*Work request:* The answer must consist solely of the lines from the one containing "the fur collar" to the end of the entries below, repeated exactly.

Stored data entries:
Segment Open

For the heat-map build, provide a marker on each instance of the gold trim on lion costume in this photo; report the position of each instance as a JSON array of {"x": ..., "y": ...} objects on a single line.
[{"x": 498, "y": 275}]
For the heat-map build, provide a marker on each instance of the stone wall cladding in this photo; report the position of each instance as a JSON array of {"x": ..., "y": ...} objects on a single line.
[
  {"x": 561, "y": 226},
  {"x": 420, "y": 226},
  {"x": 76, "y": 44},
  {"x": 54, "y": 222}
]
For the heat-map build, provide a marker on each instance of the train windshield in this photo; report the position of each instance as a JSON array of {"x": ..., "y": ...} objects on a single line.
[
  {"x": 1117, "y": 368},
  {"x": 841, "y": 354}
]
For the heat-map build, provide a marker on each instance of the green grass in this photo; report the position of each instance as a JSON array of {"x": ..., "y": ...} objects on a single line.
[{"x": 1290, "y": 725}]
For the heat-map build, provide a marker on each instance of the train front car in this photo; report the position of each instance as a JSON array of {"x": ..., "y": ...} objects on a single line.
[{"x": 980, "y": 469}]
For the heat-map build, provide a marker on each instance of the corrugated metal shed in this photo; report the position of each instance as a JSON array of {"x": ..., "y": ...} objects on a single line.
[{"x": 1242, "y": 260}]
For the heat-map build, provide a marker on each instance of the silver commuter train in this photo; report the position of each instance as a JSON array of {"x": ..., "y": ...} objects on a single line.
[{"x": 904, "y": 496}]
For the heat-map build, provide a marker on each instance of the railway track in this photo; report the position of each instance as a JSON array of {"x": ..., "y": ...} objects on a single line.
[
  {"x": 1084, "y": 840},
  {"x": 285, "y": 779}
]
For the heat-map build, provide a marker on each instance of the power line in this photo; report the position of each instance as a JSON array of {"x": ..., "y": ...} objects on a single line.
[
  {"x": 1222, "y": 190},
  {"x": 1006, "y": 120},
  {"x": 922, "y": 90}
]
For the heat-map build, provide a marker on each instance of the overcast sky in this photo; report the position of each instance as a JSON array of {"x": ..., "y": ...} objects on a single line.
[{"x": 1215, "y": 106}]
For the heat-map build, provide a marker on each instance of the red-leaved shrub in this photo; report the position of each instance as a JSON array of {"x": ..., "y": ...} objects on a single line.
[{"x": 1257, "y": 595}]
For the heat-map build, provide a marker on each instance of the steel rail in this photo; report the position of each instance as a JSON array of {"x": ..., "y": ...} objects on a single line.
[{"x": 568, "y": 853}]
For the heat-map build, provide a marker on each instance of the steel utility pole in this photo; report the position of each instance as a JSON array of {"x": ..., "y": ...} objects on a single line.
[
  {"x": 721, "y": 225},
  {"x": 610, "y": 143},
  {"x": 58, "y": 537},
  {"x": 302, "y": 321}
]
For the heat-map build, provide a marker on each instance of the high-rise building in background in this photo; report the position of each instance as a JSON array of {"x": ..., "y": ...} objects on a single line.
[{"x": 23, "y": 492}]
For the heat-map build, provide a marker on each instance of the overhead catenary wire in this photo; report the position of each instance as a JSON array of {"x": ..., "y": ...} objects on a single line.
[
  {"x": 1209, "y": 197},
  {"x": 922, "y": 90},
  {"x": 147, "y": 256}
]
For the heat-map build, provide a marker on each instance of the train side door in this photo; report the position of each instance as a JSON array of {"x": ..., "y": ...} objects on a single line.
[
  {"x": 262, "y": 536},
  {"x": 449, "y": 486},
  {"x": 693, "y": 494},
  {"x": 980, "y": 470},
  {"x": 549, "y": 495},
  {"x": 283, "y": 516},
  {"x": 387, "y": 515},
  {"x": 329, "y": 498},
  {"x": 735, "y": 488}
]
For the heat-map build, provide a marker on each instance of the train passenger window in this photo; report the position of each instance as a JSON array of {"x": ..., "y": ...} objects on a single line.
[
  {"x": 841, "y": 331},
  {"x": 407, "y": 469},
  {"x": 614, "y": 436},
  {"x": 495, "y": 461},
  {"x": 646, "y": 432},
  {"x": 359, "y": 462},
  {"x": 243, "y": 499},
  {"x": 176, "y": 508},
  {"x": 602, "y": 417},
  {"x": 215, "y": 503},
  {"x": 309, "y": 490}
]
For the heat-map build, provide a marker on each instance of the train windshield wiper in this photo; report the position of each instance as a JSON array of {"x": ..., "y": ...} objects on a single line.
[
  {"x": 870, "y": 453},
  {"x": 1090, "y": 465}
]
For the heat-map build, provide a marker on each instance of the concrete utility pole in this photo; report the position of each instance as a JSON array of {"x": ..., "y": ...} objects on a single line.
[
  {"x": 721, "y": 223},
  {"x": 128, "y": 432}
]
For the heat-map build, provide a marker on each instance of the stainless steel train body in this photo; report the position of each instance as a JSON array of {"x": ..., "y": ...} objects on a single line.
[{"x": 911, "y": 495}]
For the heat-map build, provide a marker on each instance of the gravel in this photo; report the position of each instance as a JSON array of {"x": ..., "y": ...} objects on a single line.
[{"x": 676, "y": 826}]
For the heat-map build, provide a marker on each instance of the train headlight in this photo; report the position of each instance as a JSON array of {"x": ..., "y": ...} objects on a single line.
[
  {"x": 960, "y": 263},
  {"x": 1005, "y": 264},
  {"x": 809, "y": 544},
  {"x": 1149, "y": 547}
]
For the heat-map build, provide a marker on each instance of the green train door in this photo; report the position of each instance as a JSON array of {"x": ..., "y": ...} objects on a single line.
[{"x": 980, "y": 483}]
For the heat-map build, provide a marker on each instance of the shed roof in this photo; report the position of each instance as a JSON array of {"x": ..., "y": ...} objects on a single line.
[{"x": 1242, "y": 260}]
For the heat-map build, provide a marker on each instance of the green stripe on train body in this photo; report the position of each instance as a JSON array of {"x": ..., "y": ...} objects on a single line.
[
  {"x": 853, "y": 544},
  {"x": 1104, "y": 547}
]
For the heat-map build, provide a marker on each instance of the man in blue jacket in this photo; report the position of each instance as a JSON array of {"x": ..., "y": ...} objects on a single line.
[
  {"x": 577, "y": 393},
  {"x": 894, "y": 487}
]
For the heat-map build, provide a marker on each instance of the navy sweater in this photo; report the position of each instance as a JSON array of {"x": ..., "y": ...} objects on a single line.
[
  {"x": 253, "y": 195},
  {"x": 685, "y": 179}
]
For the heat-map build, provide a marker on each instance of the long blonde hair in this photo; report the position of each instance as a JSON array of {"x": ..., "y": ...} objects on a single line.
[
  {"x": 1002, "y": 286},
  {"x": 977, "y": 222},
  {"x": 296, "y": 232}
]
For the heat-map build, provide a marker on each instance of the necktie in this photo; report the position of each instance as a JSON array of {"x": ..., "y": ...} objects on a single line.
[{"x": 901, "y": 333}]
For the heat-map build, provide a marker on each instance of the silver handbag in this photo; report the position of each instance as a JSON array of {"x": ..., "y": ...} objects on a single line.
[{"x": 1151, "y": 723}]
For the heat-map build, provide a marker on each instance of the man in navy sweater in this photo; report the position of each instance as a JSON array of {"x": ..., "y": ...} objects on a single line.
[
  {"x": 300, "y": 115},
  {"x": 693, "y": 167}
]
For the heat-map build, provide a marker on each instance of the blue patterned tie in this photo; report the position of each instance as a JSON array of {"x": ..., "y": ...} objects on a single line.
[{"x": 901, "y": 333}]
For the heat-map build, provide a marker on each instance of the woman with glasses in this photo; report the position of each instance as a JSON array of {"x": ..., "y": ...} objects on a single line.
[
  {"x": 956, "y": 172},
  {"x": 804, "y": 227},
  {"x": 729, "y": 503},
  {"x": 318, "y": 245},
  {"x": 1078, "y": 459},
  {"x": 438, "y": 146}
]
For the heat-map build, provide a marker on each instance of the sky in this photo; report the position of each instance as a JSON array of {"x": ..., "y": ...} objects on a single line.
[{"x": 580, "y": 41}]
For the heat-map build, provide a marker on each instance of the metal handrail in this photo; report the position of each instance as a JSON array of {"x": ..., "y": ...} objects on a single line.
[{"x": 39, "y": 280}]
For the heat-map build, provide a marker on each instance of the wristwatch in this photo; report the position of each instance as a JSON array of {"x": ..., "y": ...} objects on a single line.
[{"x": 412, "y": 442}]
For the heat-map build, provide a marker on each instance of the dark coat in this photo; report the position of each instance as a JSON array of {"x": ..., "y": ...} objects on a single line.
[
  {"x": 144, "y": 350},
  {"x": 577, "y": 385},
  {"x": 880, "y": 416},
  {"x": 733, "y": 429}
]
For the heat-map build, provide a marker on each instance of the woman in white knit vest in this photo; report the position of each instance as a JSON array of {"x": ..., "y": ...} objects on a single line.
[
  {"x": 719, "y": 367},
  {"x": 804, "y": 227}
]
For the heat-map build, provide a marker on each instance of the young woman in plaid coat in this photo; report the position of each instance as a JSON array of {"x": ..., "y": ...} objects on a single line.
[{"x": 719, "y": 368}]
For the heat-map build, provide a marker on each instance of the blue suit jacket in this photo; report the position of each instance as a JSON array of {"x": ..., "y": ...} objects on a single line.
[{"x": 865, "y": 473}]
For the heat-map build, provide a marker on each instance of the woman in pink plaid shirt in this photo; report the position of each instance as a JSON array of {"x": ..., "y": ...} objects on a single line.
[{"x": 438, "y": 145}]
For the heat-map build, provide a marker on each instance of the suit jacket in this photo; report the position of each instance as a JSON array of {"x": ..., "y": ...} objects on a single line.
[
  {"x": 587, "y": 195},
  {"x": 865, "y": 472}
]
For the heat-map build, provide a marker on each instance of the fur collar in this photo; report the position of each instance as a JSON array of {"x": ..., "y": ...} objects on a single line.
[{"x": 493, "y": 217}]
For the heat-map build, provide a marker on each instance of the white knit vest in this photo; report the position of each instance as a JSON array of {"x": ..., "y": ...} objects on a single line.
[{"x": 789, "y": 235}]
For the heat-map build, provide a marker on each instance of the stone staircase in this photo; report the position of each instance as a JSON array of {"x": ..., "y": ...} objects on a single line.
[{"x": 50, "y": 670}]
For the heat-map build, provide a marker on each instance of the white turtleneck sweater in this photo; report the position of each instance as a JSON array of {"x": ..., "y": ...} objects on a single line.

Segment Closed

*Answer section:*
For the heat-map build, provide a marker on each instance of the fur collar in this photo; report the position of each instance as a JSON array of {"x": ..., "y": ...} objects on a single line.
[{"x": 493, "y": 217}]
For the heat-map build, provide a marker on each instance of the white knit vest in this photo; report the position of each instance as a JSON array of {"x": ..., "y": ...} objects on a single line.
[{"x": 789, "y": 235}]
For the heat-map build, provide a marker on each instance of the stone staircase in this photo; report the position of each instance as a JSON array of {"x": ..., "y": ...} objects on a single line.
[{"x": 50, "y": 670}]
For the heat-map build, provide a marker on each instance of the white turtleneck sweater in this photo; report the position of each instance as a JSON array of {"x": ..., "y": ...} objects on a single line.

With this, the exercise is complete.